Stored items from a collection

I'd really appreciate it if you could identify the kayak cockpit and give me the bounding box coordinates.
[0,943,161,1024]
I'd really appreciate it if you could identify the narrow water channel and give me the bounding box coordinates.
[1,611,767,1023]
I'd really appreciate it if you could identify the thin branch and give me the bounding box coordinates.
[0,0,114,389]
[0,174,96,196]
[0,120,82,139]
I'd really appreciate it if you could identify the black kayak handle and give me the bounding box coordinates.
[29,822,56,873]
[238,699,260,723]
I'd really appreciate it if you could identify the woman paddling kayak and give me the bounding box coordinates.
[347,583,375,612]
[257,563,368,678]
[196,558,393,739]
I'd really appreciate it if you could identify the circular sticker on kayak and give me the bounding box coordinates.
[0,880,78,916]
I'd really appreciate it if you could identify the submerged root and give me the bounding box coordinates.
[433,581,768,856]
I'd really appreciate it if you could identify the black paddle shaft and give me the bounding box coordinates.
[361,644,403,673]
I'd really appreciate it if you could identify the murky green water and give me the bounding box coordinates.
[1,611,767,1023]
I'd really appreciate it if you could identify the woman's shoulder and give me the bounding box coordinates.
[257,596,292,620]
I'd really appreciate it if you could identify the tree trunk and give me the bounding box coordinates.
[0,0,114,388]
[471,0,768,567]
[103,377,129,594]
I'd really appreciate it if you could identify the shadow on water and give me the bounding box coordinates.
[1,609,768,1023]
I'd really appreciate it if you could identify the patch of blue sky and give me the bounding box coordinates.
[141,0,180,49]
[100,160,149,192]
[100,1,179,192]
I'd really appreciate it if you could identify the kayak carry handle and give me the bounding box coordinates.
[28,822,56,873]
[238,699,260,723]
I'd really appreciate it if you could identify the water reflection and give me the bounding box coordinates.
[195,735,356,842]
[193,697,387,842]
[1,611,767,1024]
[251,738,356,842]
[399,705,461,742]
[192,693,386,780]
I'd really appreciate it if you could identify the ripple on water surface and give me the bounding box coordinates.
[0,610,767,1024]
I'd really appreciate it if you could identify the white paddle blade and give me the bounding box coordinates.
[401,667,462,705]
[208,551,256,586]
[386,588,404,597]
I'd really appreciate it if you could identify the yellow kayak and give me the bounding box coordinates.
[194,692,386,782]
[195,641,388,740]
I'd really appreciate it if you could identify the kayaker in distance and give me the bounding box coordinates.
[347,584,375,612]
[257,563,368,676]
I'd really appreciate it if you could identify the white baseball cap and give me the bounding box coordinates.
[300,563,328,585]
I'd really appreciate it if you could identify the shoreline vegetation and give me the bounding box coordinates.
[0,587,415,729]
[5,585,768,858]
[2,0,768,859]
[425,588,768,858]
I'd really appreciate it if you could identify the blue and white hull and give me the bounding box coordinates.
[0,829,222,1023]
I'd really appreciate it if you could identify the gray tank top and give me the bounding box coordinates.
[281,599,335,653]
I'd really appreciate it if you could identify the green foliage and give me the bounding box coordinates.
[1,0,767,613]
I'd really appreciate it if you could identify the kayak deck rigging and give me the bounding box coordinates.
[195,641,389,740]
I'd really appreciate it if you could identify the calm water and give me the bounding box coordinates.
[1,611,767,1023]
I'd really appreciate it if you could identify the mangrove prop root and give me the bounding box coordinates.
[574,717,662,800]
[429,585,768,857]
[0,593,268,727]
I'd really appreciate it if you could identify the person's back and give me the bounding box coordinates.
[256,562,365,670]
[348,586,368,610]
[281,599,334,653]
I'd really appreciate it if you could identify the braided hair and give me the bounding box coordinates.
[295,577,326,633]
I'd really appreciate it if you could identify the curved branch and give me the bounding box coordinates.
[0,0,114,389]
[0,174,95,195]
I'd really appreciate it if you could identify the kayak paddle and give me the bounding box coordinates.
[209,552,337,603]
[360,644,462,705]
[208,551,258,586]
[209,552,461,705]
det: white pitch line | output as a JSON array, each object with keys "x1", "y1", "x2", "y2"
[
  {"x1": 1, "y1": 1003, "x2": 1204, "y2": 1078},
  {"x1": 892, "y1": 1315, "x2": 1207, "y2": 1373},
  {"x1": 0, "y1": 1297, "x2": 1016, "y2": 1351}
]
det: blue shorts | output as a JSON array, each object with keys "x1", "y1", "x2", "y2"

## Required action
Repeat the data above in full, word for word.

## Task output
I'd really appreciate it if you could identify the kayak cockpit and give me the bounding box coordinates.
[0,943,161,1024]
I'd really appreciate it if you could identify the narrow water channel and give me the bounding box coordinates.
[1,611,767,1023]
I'd really appreciate it if you could identify the thin branch and give me the bounding box coordinates.
[0,0,114,389]
[0,174,96,196]
[0,120,82,139]
I'd really appreciate it if you could identify the black kayak handle and give me the bounding box coordinates.
[29,822,56,873]
[238,699,260,723]
I'd really appreciate it if you could identify the woman paddling kayak and give me the bounding box coordinates.
[347,583,375,612]
[257,563,368,678]
[196,558,393,739]
I'd really appreciate it if you could identify the circular sticker on kayak and give me the bounding box coordinates.
[0,880,78,916]
I'd really appreciate it if you could identify the submerged root and give me the bounding box coordinates.
[433,581,768,856]
I'd really appreciate it if you could identify the black paddle shaft and give me the bounding box coordinates.
[361,644,403,673]
I'd really appreciate it if you could identify the murky green water and give me the bounding box coordinates.
[1,611,767,1023]
I'd really appreciate it if you could identify the woman's shoulder and give me the bounding box coordinates.
[257,596,292,620]
I'd really appreciate it if you could identify the tree trunk and give me the bounding box coordinates.
[0,0,114,388]
[471,0,768,567]
[103,377,129,594]
I'd really appreciate it if you could identify the shadow on water and give me the bounding box coordinates.
[1,609,768,1023]
I'd really appreciate it if you could identify the patch of blue sky and give me the bounding box coordinates.
[141,0,180,49]
[100,160,149,192]
[100,1,179,192]
I'd really appreciate it if you could identify the kayak carry handle and give me the bounding box coordinates.
[28,822,56,873]
[238,699,260,723]
I'd really appreciate it if you could identify the water reflection and give me the bounding box coordinates.
[195,735,356,842]
[193,697,387,842]
[1,611,767,1024]
[251,738,356,842]
[399,705,461,742]
[192,693,386,780]
I'd really appreciate it if you could identify the ripple on water surface and give me the bounding box coordinates.
[0,610,767,1024]
I'd really appreciate it if you could identify the white paddle blade and give me the bounding box coordinates.
[401,667,462,705]
[208,551,256,586]
[386,588,404,597]
I'd really appreciate it if you could identify the yellow kayak and give me the bounding box coordinates.
[194,692,386,782]
[195,641,388,740]
I'd really appreciate it if you could identify the kayaker in distance and give me the bounding box coordinates.
[347,584,375,612]
[257,563,368,676]
I'd really appreciate it if you could identify the white baseball cap and give me the bounding box coordinates.
[300,563,328,585]
I'd really appreciate it if you could identify the shoreline vegetation and give me the bounding box coordinates.
[0,587,415,729]
[5,585,768,858]
[2,0,768,859]
[425,588,768,858]
I'd really appreciate it if you could identify the blue and white hull and give me the bounding box coordinates.
[0,829,222,1023]
I'd really appreciate it if you could identify the gray tank top and give me the bounding box coordinates.
[281,599,335,653]
I'd really appreciate it if you could identify the green foliage and give me the bounding box coordinates.
[1,0,767,613]
I'd really appreciate it if you could identify the kayak deck rigging and give me the bounding box coordinates.
[195,641,389,740]
I'd really appreciate it if you could identify the calm water and give me the bounding box coordinates.
[1,611,767,1023]
I'd really appreciate it if you could identify the mangrove prop root and give me the bounding box coordinates.
[574,717,662,800]
[429,585,768,857]
[0,593,268,727]
I'd really appreciate it if you could identify the person's back and give me the bounding box coordinates.
[256,562,365,670]
[348,586,368,610]
[281,599,334,653]
I'd really appreciate it if you could identify the braided hair and give me the bounding box coordinates.
[295,577,326,633]
I'd really appreciate it if you could identify the curved branch and give me the bounding box coordinates.
[0,0,114,389]
[0,174,95,195]
I'd really appreciate it if you could identify the kayak paddle and give me the bounding box coordinates.
[209,552,337,603]
[360,644,462,705]
[208,551,258,586]
[209,552,461,705]
det: white pitch line | output as a JSON array, each object with keys "x1", "y1", "x2", "y2"
[
  {"x1": 1, "y1": 1003, "x2": 1204, "y2": 1078},
  {"x1": 892, "y1": 1315, "x2": 1207, "y2": 1373},
  {"x1": 0, "y1": 1297, "x2": 1016, "y2": 1351}
]
det: blue shorts | output as a JSON array, each object with keys "x1", "y1", "x2", "y2"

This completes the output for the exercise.